◆ PROBLEM REQUIREMENTS
Copy out each line of the material below with no changes.

◆ DATASET CONTENT
────────────────────
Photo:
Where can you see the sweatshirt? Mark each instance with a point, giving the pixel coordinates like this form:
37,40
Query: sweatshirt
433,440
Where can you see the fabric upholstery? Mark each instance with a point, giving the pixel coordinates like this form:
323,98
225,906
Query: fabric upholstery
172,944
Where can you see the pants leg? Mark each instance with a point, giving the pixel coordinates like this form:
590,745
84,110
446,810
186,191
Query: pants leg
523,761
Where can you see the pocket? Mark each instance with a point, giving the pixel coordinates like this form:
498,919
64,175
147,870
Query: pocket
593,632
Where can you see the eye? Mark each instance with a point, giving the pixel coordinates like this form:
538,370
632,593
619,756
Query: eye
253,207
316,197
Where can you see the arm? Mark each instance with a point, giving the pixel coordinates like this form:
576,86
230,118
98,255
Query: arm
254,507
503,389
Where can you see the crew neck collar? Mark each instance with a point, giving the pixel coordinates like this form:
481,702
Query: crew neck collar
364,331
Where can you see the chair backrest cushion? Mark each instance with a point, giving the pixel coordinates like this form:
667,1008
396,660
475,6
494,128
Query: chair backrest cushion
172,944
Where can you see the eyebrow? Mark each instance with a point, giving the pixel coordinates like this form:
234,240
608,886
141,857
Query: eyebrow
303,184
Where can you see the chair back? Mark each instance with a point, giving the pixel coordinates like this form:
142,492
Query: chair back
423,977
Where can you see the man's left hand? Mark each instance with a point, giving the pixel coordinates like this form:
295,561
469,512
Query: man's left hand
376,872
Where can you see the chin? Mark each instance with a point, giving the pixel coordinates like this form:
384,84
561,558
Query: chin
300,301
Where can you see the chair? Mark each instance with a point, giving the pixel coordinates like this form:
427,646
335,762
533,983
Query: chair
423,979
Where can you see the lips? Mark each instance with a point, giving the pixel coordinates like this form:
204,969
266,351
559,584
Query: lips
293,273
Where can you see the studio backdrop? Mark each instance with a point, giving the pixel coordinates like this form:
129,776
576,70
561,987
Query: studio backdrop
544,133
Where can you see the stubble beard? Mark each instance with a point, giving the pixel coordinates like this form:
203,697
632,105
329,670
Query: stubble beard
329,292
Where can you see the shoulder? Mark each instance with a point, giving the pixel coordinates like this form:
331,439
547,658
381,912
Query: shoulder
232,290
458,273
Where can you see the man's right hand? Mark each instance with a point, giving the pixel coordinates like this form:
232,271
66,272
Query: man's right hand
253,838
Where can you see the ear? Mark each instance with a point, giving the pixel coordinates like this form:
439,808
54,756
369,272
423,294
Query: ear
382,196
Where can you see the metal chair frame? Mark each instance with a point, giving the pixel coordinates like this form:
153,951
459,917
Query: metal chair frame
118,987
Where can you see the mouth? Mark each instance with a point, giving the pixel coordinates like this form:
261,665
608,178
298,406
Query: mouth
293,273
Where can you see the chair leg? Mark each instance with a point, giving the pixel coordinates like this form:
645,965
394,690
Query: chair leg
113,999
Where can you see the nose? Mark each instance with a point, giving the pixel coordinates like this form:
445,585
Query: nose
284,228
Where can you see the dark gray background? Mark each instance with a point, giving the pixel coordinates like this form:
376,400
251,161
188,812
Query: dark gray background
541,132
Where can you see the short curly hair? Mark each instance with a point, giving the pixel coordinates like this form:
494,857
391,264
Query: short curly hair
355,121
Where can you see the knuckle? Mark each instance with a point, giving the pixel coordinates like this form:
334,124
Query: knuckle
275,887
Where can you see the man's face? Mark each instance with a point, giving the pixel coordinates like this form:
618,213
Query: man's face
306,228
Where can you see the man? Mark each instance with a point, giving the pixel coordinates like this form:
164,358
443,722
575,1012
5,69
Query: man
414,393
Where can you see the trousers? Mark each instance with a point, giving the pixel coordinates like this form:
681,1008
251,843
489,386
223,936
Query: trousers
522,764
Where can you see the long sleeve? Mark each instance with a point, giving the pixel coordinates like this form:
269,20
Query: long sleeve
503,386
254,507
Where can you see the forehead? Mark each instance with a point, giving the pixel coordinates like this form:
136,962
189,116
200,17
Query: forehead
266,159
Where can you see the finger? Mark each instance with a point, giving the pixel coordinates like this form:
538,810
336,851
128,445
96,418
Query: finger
────────────────────
◆ WRITTEN SOLUTION
Photo:
Where can you see the sweatshirt? Mark each instance with a point, giving the pixel coordinates like this form:
37,40
Query: sweatshirt
433,440
Where can you see the fabric upholstery? Mark each instance with a point, giving the pixel coordinates like this form:
323,98
225,906
Query: fabric upholstery
172,944
Where can you see the pants leg? Mark each instance with a point, giving the pixel coordinates like this form:
590,745
84,110
446,810
186,191
Query: pants leg
523,761
Where can you see the pocket? Mark each instance with a point, giving the pixel coordinates like this form:
498,919
64,175
147,870
Query: pocket
593,632
Where can you see the eye? Mark each instance with a point, giving the pixel coordinates like this form:
538,370
632,593
619,756
Query: eye
253,207
316,197
Where can you see the arm? Mark each instance with a point, giving the pixel coordinates like this form:
576,86
230,118
98,255
Query: arm
254,507
503,389
Where can you see the crew neck collar? Mark each instance with a point, giving the pixel coordinates like this form:
481,702
Query: crew neck collar
364,331
Where can you see the chair backrest cushion? Mark each instance with a point, giving the pixel coordinates like this form:
667,1008
396,660
475,6
494,128
Query: chair backrest cushion
172,944
Where can you see the eyebrow? Mark each instance with a point, giving the pixel coordinates like this form:
234,240
608,886
141,857
Query: eyebrow
303,184
Where can you see the chair back? Mark each instance with a point, giving the pixel coordinates like this form:
142,492
Query: chair back
423,977
Where can you see the man's left hand? Mark each instance with a point, giving the pixel coordinates like this form:
295,561
469,512
Query: man's left hand
376,872
Where can you see the chin? Mark each instance with a point, giving the pixel coordinates like this form:
384,84
561,558
Query: chin
300,301
Where can you see the chair? Mark each instance with a point, giving the pixel coordinates like this form:
427,646
335,762
533,983
Query: chair
423,979
Where can you see the lips? Mark each instance with a point, giving the pixel coordinates like this form:
204,969
266,351
559,584
Query: lips
293,273
Where can you see the studio backdrop? Mark each instance with a point, giving the pixel coordinates like this form:
129,776
576,70
561,987
Query: studio backdrop
544,133
Where can you see the stubble beard? Mark each instance with a point, giving the pixel coordinates like this form:
203,697
632,105
329,670
Query: stubble beard
329,292
Where can you see the shoulder? Mark each instance with a point, giving the pixel coordinates like this form:
331,439
547,658
381,912
Query: shoulder
232,290
458,273
Where can you see the man's right hand? Mark each instance with a point, giving the pixel coordinates like this form:
232,271
66,272
Query: man's right hand
253,838
Where can you see the ear? Mark each instance with a point, giving the pixel coordinates like this form:
439,808
54,756
369,272
423,294
Query: ear
382,196
Where can you see the metal chair frame? Mark each instance with a point, giving the pixel coordinates like this form:
153,951
459,917
Query: metal chair frame
118,987
Where can you see the mouth? Mark each instance with a point, giving the pixel coordinates like this form:
261,665
608,178
298,406
Query: mouth
293,273
Where can you see the chair leg? Mark each instance with a point, giving the pixel coordinates like this form:
645,965
394,690
Query: chair leg
113,999
Where can you see the nose? Mark each instance with a point, giving the pixel coordinates like this form:
445,585
Query: nose
284,228
Where can you see the dark gray background? Mark each instance with a point, giving the pixel coordinates like this form:
376,400
251,161
188,812
Query: dark gray background
541,132
Where can you see the short curly hair? Mark each instance with a point, giving the pixel coordinates like this form:
494,857
391,264
Query: short curly hair
355,121
Where can you see the knuckle? Mark each instance with a point, giving the pixel coordinates like this form:
334,124
Query: knuckle
275,887
Where can you see the man's face? Mark each instance with a point, giving the pixel coordinates like this form:
618,213
Query: man's face
306,228
Where can you see the man? Mark each instance with a point, giving the pixel coordinates like this form:
164,358
443,722
575,1012
5,69
Query: man
414,393
Where can you see the trousers? Mark each instance with a point, giving the pixel coordinates like this form:
681,1008
251,843
489,386
223,936
Query: trousers
522,764
Where can you see the long sleeve? Mark each instance with a point, giving the pixel coordinates like this form:
269,20
Query: long sleeve
503,386
254,507
Where can you see the forehead? Mark each instance with a point, giving the pixel coordinates like this form:
136,962
189,116
200,17
Query: forehead
266,159
Where can you see the finger? Mark each instance with a point, giving the pixel coordinates like this form:
538,810
336,851
128,445
96,418
Query: finger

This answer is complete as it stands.